Nothing but an exact copy of the records is expected here.
####
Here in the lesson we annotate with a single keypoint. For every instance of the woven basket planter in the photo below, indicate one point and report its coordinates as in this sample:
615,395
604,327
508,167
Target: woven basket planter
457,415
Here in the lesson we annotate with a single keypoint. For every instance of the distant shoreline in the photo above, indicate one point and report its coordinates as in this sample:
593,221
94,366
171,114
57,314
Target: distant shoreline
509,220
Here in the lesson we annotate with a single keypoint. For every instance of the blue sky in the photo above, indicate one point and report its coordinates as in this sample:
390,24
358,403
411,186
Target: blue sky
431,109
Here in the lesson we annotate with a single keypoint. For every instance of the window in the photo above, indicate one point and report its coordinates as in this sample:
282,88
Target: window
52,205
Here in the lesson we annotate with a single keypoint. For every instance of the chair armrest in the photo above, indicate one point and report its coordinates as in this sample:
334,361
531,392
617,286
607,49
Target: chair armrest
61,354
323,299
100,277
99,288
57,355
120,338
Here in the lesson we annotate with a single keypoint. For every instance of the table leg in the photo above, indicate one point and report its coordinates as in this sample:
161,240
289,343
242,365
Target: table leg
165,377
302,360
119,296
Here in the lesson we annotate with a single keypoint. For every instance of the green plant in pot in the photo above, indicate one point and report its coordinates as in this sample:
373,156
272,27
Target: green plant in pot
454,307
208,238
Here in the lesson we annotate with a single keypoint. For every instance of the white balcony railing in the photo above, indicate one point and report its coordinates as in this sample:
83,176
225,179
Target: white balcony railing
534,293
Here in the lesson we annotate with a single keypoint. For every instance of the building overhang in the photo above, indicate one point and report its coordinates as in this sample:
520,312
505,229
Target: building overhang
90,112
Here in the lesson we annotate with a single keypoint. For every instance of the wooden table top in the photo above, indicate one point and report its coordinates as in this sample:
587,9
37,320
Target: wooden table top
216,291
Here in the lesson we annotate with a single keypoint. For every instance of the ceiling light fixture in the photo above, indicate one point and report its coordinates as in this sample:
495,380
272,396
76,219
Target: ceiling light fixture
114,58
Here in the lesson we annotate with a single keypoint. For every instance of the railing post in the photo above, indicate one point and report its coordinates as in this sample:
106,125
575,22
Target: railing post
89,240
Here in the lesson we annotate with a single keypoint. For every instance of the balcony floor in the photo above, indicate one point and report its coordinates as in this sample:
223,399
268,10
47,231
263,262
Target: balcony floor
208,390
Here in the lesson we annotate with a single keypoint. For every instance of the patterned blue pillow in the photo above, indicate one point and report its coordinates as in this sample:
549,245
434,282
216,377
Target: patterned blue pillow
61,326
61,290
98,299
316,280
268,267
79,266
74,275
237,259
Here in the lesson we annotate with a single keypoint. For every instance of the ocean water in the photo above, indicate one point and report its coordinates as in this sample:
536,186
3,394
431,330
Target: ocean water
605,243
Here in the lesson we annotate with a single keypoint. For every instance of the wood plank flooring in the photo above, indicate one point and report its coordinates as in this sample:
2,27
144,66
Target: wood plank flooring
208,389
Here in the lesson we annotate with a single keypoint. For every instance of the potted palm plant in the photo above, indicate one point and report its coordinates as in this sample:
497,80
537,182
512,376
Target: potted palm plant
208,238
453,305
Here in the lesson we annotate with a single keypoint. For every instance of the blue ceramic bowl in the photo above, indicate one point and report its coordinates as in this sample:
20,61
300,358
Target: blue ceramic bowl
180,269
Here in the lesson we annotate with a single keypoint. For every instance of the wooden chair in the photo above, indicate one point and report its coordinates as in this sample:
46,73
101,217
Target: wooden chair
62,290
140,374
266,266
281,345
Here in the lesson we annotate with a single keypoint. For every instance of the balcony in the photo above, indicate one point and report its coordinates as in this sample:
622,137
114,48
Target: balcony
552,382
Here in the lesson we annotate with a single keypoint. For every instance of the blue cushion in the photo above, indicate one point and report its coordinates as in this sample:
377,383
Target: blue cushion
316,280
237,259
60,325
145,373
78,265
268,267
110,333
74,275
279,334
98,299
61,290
####
**Problem solution**.
Here in the lesson we annotate with a single keypoint. For every instance of the woven basket planter in the photo below, indicate one point and report its coordinates as in this sample:
615,395
604,327
508,167
Target: woven basket planter
457,415
Here in the lesson we annotate with a single keypoint. For every instance of the distant shoreline in the photo above, indicate one point and report its coordinates as in this sample:
593,221
94,366
171,114
57,314
Target: distant shoreline
509,220
Here in the lesson we annotate with a single keypoint. For every instance of the blue sky in the photo above, indicate one point and report its coordinates as in this sample:
390,24
358,403
411,186
Target: blue sky
431,109
Here in the lesson we annotate with a single keypoint. For every instance of the window in the photo above, indicate one point and report its coordinates as in this sample:
282,88
Target: window
52,205
Here in the lesson we annotate with a single keypoint. For every instance of the chair armrest in the photo above, indicate one point and report its coordinates as in this sample:
334,361
531,392
617,286
607,49
Target: chair armrest
61,354
323,299
100,277
99,288
57,355
120,338
Here in the lesson we annotate with a single keypoint. For every instance of the table leg in the photo above, indicate one point and report its coordinates as in this sample:
161,240
289,343
242,365
Target: table leg
165,377
302,360
119,296
Here in the lesson we annotate with a single keypoint. For every instance of the green plant in pot in the photo above, indicate one point and report its coordinates as in this sample:
373,156
272,27
Target: green plant in pot
454,307
208,238
Here in the lesson we annotate with a single keypoint. For every instance of the white balcony railing in the photo above, indicate one point and report its coordinates as in this sample:
83,176
225,179
Target: white balcony railing
534,293
Here in the lesson we annotate with a single keypoint. For every instance of the building overhang in the photo above, indicate one point and report its coordinates as in this sample:
520,312
505,229
Target: building overhang
90,112
Here in the lesson we annotate with a single keypoint. For every instance of the wooden table top in the photo above, indicate one point and report its coordinates as in this sample:
587,9
37,320
Target: wooden table top
216,291
Here in the lesson we annotate with a single keypoint. For every instance of the ceiling light fixture in the photo above, indicate one point and report its coordinates as in this sample:
495,380
272,396
76,219
Target: ceiling light fixture
114,58
Here in the lesson we annotate with a single keypoint. For every instance of the railing post in the photo above, indicate one point and report its coordinates as in this sample:
106,125
575,22
Target: railing post
89,240
Here in the lesson we annotate with a single keypoint. For every instance of the balcony floor in the photo above, indicate one point and report its coordinates as in this sample:
223,399
268,10
47,231
263,262
Target: balcony floor
208,390
Here in the lesson we annotate with a single keypoint. For every instance of the patterned blue pillow in the photo above, indicate one point and report its coordinates as in this sample:
549,245
434,282
216,377
Target: patterned blue pillow
61,326
61,290
98,299
316,280
268,267
79,266
74,275
237,259
Here in the lesson we annotate with a single keypoint. For every instance of the ocean water in the photo above, indicate one point and report its coordinates as in this sample:
536,186
3,394
431,330
Target: ocean water
605,243
Here in the lesson we annotate with a single keypoint. For every instance of the wood plank flooring in the photo above, indicate one point and report its coordinates as in this sample:
2,27
144,66
Target: wood plank flooring
208,389
Here in the lesson we annotate with a single keypoint. For every instance of the potted palm plant in the photo above, indicate one point and report its coordinates as in this sample:
497,80
537,182
512,376
Target: potted palm plant
208,238
453,305
Here in the lesson we annotate with a single keypoint. For every instance of the blue ceramic bowl in the photo above, indicate one point and report its coordinates as in this sample:
20,61
300,358
Target: blue ceramic bowl
180,269
Here in the lesson we annotate with a single keypoint. For every instance of the wooden chair in the photo above, indicate one point and report its coordinates as in this sample:
46,73
101,217
Target: wooden chair
62,290
140,374
266,266
281,345
Here in the lesson we annotate with a single keypoint. For every instance of the balcony in the photo above, indicate one point and report its coordinates as in this sample:
622,137
114,48
Target: balcony
552,382
Here in the lesson we annotate with a single keypoint. For every instance of the blue cushion in the photo above, indicate one point and report its coordinates as in this sample:
377,383
Target: blue cushion
316,280
237,259
60,325
145,373
78,265
268,267
110,333
74,275
279,334
98,299
61,290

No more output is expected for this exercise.